-------- PAGE TEXT --------

Summary: Building Language Models for Text with Named Entities (ACL 2018)

Sameer Singh
UCI NLP
Published in
3 min readOct 15, 2018

Authors: Md Rizwan Parvez, Saikat Chakraborty, Baishakhi Ray, Kai-Wei Chang

Language models don’t work well with named entities because the vocabulary is fairly open (consisting of many rare/infrequent words). There may not be enough information in the training data to adequately learn how these words. From an example in the paper, for modeling recipes, you might have many different variations of cooking oil, such as canola oil, grape oil (really? sounds tasty!), sunflower oil, and olive oil. Since each of them may not appear many times in the training corpus (grape oil for example!), we probably won’t learn a good model for generating such entities.

However, the entity types are pretty finite, and hence the language model should first just generate the types, and given the entity type, generate the tokens of the entity. This is what the paper proposes. In the above example, this means the model would generate cooking oil as the entity type first (the type model), and then generate the specific entity (the entity composite model). Here’s a figure from the paper, with vegetable and protein as the types, and broccoli and chicken as the entities.

From the original paper (link: https://arxiv.org/abs/1805.04836)

Training assumes that the corpus is typed already, and thus both of these models can be trained independently (on nearly identical data, except that entities are replaced by their types for the type model). The generation combines the two probabilities by multiplying them (slightly more involved since you have to compute the probability the next word is not an entity).

-------- THE DATA --------

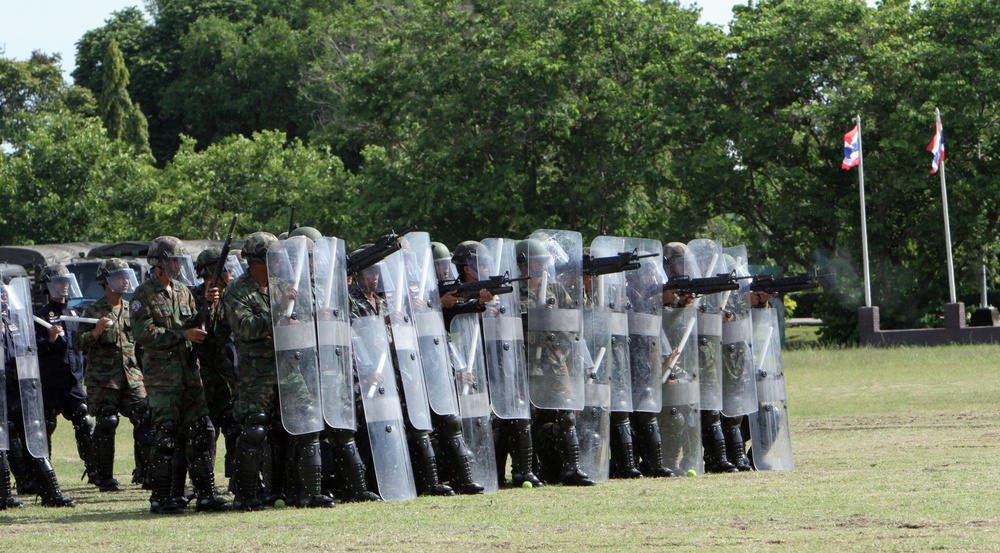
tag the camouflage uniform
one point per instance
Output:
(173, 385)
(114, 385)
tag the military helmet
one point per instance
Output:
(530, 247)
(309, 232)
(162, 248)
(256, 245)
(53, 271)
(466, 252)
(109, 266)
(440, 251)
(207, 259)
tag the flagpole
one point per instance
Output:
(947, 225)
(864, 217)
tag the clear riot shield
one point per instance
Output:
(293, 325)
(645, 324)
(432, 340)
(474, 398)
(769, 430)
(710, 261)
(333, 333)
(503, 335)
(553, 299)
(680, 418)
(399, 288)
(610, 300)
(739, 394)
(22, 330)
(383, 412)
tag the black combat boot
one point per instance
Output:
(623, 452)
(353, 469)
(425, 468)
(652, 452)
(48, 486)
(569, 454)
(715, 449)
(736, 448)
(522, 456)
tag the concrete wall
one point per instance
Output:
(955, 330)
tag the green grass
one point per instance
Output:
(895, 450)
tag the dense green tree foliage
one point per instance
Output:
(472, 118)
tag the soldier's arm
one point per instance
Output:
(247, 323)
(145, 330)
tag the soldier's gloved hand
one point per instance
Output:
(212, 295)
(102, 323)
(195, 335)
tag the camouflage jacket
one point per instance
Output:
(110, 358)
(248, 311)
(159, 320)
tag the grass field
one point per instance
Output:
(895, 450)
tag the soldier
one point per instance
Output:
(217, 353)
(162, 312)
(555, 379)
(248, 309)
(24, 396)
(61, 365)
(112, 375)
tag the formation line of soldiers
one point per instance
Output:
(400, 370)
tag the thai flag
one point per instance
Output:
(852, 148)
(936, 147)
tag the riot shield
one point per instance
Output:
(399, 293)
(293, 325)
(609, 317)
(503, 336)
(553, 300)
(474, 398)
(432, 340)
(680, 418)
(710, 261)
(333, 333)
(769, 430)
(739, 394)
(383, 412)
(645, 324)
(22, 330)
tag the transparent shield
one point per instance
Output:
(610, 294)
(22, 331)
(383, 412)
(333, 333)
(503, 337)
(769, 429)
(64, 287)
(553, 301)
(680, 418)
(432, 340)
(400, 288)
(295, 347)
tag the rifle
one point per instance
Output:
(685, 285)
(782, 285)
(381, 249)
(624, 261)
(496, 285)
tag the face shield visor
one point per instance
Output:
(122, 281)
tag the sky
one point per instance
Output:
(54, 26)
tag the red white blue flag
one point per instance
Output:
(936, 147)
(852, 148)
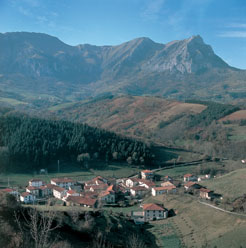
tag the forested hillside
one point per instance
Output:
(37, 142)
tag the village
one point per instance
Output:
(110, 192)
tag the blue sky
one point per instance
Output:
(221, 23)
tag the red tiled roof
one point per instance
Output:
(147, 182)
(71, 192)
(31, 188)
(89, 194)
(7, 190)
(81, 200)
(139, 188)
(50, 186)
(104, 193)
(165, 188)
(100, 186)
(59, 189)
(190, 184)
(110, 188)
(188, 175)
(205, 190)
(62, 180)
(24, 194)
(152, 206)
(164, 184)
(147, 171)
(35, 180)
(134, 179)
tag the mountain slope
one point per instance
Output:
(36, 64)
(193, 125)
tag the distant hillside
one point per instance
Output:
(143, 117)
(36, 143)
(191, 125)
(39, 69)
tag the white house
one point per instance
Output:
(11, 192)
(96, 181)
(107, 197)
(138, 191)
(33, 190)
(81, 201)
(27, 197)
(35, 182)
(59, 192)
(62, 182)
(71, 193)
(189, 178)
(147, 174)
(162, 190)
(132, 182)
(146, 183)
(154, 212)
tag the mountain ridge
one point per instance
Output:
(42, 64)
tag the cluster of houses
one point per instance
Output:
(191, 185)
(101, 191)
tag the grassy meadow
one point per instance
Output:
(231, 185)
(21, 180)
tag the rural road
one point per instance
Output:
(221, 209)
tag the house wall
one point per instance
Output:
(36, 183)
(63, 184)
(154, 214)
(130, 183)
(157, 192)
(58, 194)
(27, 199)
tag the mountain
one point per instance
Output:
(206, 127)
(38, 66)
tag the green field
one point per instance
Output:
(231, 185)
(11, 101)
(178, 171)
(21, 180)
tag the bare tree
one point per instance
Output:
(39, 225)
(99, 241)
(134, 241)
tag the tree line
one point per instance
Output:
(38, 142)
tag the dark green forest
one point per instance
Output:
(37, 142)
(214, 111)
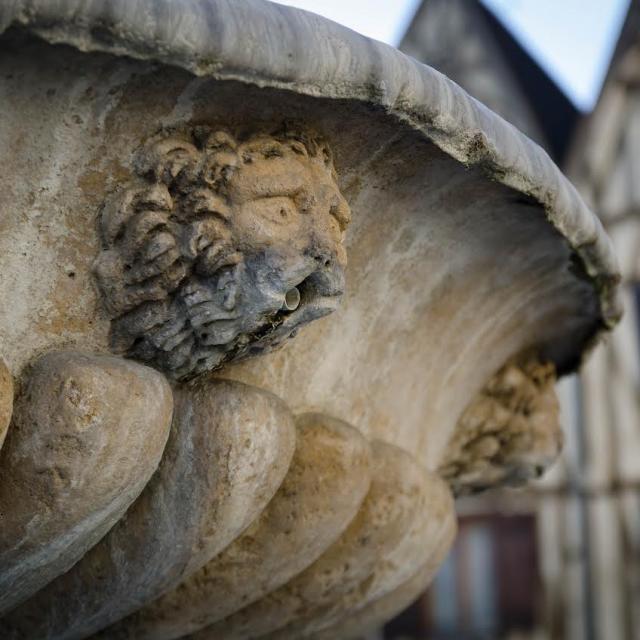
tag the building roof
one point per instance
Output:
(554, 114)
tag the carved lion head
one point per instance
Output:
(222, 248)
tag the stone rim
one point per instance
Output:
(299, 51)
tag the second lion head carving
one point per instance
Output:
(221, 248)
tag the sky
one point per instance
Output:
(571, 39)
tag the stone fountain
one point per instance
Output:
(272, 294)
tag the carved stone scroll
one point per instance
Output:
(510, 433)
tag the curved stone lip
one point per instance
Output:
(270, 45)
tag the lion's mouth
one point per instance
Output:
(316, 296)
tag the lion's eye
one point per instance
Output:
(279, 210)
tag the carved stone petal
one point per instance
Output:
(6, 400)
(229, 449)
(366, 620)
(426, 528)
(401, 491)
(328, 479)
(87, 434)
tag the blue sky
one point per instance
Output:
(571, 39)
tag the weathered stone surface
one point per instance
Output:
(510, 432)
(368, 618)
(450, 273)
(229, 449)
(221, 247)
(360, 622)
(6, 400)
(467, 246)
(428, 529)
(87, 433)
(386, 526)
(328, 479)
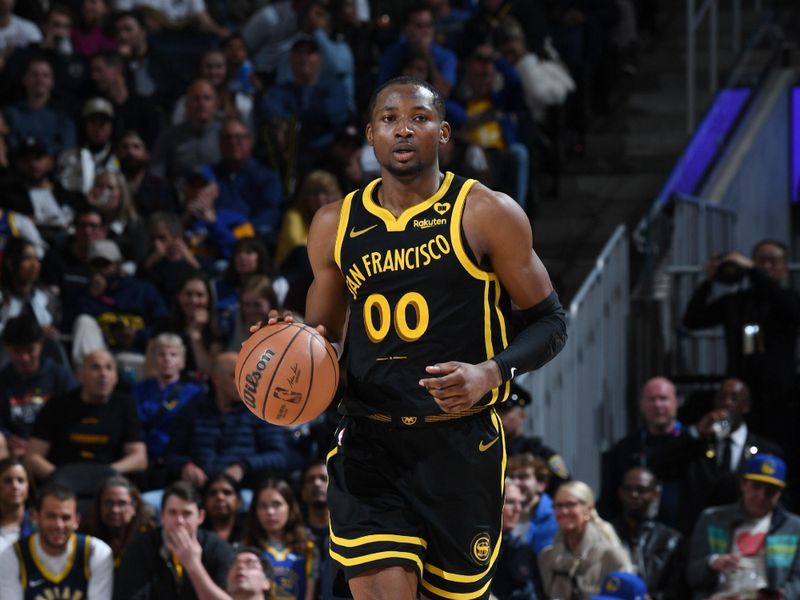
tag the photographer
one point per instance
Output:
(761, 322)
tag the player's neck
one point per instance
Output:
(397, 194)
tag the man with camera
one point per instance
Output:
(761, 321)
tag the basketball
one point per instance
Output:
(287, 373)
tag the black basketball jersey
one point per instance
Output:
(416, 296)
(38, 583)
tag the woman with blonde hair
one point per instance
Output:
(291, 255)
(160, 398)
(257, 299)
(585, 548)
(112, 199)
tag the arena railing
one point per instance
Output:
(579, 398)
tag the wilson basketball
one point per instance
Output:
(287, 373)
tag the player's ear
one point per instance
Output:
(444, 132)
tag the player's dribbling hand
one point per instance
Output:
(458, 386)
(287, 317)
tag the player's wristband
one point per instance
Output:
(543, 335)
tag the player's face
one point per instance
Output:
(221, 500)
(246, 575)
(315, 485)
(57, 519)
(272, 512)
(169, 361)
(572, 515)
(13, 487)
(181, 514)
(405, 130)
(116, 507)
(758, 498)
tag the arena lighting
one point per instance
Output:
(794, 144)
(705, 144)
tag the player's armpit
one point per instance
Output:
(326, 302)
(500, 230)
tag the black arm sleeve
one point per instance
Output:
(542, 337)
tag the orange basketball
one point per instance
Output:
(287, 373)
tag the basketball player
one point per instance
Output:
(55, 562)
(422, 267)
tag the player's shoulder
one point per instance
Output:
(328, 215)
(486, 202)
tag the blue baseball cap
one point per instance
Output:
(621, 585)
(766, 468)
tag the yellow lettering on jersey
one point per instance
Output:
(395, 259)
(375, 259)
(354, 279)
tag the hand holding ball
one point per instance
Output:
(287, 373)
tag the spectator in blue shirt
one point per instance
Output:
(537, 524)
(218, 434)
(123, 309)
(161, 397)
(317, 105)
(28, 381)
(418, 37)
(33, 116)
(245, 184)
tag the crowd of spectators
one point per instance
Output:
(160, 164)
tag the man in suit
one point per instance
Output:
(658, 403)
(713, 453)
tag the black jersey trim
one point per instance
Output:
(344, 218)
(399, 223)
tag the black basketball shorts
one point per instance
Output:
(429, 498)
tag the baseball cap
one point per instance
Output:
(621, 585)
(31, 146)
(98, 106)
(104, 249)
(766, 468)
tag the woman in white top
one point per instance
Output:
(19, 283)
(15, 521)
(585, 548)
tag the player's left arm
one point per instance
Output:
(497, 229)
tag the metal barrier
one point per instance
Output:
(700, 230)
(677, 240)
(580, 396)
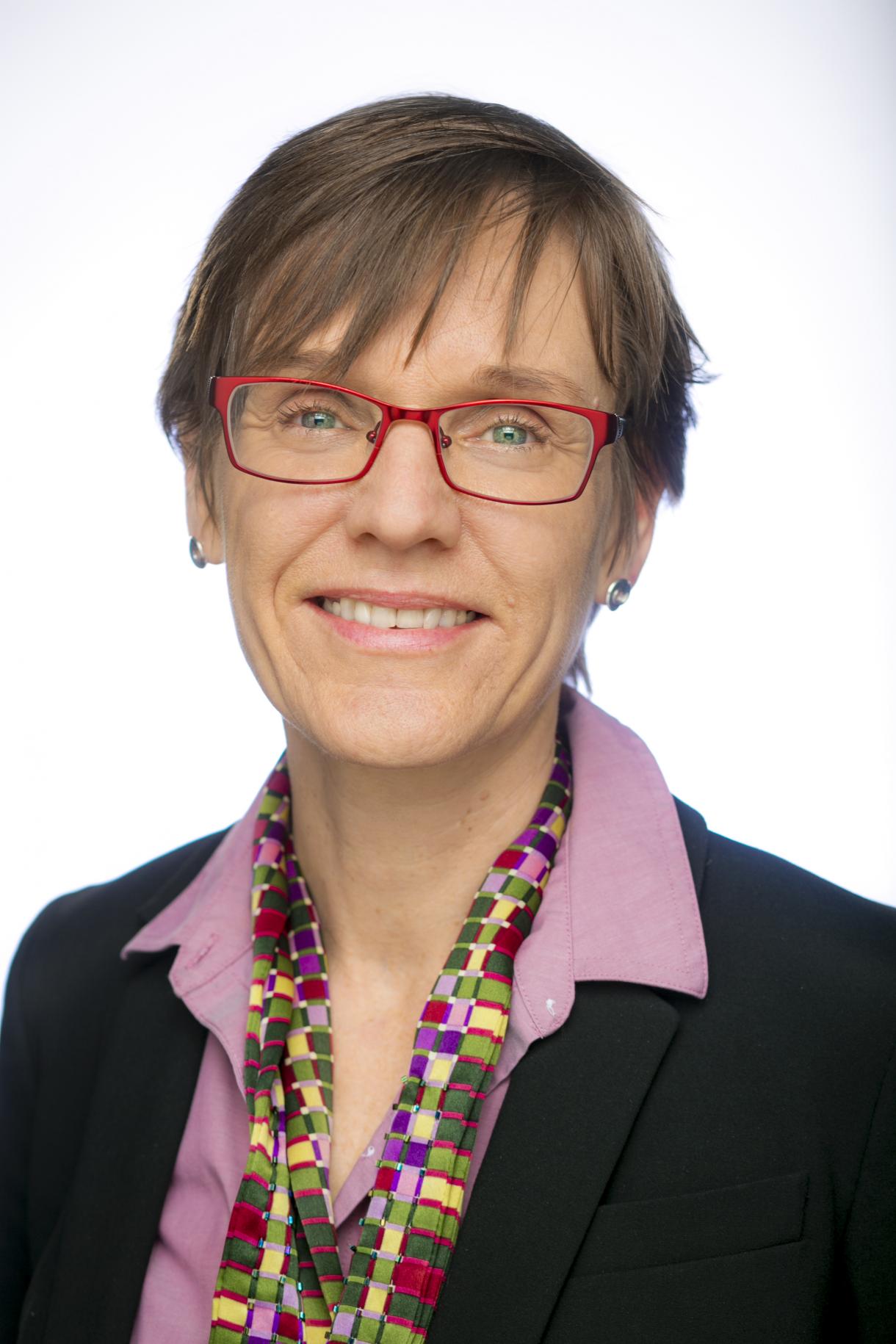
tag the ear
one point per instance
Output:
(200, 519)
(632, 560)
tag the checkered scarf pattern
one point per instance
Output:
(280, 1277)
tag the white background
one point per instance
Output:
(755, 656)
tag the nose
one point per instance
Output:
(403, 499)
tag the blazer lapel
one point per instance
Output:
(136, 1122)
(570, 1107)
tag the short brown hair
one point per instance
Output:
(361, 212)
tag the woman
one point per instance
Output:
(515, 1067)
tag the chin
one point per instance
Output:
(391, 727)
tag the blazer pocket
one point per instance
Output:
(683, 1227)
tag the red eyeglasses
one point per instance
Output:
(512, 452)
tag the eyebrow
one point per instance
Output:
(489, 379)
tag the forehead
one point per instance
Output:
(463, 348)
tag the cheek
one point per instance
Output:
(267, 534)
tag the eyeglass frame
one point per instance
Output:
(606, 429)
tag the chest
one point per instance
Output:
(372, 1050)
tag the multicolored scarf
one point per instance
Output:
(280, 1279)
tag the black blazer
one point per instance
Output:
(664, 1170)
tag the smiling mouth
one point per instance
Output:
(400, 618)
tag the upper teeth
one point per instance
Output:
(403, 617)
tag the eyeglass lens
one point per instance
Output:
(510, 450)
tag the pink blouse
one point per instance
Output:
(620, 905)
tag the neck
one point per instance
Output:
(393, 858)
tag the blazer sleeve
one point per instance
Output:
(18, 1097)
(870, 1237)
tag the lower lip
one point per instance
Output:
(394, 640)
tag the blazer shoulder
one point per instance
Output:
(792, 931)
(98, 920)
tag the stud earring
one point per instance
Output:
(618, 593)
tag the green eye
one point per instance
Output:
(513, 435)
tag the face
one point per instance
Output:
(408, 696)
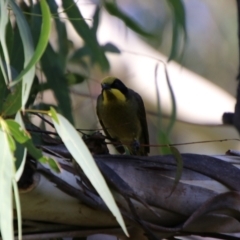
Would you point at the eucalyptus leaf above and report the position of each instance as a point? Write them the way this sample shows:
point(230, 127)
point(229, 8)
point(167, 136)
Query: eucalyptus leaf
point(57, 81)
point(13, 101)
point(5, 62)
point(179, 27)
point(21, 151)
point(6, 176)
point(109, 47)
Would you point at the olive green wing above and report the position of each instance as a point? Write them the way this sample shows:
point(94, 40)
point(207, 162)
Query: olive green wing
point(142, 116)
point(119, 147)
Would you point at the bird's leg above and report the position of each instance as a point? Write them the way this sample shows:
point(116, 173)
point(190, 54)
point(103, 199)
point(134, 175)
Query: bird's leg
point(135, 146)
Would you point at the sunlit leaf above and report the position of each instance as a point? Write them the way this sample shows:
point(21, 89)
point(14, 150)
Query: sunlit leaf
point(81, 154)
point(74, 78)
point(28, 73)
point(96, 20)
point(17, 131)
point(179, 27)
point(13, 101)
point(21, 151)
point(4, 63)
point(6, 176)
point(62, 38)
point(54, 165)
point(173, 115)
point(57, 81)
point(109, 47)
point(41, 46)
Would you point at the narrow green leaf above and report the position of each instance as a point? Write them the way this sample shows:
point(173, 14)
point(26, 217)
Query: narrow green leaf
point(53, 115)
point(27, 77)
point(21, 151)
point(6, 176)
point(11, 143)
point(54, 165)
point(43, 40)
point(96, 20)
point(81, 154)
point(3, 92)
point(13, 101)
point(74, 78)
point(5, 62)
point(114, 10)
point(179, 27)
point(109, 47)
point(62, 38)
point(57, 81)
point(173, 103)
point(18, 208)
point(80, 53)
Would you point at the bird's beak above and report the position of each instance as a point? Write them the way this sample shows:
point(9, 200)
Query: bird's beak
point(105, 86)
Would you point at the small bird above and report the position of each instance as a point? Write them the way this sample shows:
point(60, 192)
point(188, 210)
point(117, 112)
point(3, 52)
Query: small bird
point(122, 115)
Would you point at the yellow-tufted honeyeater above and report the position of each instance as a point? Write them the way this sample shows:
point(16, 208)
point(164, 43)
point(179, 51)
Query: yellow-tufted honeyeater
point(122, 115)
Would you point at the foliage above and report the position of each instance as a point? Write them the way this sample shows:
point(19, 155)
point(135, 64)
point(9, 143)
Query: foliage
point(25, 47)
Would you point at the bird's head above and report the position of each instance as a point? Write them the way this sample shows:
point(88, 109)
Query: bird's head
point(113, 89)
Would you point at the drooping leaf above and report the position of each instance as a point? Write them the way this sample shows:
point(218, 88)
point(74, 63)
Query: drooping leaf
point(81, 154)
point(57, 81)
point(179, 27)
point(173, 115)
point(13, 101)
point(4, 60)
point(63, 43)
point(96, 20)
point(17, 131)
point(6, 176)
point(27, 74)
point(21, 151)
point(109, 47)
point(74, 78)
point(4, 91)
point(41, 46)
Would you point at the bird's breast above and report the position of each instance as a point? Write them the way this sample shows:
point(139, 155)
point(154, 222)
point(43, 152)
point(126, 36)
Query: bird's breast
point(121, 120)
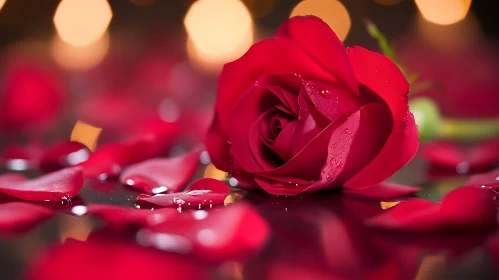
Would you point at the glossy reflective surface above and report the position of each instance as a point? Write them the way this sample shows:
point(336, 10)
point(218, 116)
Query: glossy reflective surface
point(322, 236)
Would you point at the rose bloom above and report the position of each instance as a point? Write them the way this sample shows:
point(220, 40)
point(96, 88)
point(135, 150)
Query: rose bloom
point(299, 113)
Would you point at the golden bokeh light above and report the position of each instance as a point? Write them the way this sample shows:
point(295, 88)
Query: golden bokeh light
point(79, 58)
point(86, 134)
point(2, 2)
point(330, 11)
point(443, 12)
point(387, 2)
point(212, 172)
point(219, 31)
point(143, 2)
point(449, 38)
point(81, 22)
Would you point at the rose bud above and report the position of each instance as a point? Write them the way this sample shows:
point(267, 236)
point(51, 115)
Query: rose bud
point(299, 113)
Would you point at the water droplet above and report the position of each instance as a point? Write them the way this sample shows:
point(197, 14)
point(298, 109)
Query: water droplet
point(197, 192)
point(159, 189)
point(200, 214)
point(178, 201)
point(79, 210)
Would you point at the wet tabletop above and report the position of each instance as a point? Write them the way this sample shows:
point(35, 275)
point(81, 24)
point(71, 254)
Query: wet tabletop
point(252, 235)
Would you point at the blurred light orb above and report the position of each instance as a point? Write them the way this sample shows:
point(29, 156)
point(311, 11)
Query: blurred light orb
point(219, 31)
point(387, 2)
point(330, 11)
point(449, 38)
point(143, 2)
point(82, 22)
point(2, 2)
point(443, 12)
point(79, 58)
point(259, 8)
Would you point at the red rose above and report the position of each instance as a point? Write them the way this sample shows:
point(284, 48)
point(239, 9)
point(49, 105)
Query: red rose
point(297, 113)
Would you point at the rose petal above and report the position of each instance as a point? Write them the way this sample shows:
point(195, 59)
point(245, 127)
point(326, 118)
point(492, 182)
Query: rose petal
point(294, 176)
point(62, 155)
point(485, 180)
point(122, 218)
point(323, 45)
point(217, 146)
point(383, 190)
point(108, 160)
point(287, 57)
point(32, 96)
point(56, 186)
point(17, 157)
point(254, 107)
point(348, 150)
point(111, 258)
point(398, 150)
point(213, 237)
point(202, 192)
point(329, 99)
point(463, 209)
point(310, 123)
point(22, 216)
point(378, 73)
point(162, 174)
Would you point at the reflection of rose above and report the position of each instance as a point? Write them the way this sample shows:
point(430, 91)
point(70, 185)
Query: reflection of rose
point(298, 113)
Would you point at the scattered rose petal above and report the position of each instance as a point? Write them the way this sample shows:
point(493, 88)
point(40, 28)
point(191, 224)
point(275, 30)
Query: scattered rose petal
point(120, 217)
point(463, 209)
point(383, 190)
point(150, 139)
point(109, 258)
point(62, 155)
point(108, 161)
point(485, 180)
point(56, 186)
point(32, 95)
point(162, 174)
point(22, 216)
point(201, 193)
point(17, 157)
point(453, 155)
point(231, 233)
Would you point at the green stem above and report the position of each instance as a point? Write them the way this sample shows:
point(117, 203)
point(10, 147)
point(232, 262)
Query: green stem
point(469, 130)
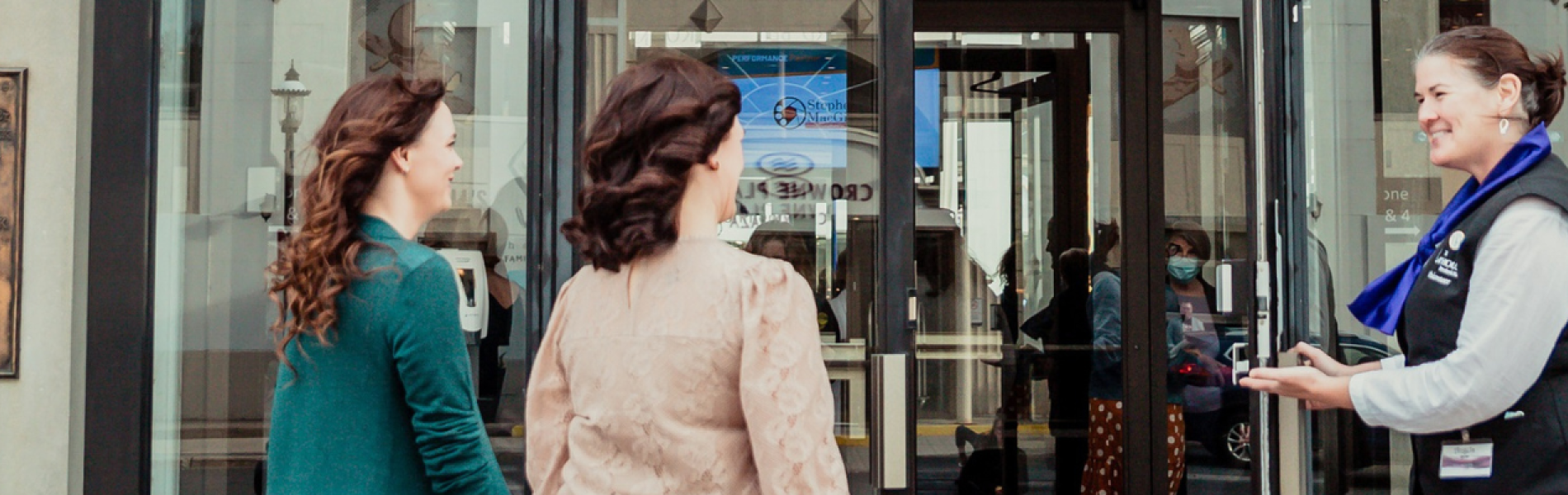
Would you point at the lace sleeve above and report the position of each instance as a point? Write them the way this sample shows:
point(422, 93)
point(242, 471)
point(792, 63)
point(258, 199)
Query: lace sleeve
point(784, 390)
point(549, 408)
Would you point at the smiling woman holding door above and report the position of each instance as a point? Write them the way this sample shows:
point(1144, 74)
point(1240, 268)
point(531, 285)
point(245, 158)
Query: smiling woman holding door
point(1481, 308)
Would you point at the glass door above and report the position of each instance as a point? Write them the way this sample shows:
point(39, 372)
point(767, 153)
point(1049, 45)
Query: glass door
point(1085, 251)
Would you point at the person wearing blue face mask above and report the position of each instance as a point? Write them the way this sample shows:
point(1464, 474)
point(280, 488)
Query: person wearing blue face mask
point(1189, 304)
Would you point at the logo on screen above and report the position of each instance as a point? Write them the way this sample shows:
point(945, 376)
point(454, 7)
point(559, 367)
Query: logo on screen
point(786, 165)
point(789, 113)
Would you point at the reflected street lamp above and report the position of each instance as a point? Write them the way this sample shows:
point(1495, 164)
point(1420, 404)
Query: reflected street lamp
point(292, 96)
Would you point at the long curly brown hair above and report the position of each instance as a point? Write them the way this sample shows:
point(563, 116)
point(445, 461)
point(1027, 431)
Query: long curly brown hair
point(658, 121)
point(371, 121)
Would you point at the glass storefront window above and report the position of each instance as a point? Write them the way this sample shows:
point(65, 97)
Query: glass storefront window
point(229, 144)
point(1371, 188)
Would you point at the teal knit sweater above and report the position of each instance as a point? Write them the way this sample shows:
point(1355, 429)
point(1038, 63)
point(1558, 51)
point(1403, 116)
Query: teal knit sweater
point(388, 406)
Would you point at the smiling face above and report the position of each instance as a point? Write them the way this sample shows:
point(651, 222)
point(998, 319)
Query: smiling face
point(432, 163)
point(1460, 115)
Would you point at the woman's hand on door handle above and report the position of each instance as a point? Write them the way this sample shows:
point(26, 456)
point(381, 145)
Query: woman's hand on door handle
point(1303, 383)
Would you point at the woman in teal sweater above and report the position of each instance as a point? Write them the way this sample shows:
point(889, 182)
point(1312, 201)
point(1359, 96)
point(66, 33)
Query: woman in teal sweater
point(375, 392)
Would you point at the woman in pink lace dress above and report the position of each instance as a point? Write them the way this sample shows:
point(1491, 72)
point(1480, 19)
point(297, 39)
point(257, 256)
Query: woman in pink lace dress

--------

From the paper summary above, list every variety of cooking oil it mentions.

canola oil, grape oil, sunflower oil, olive oil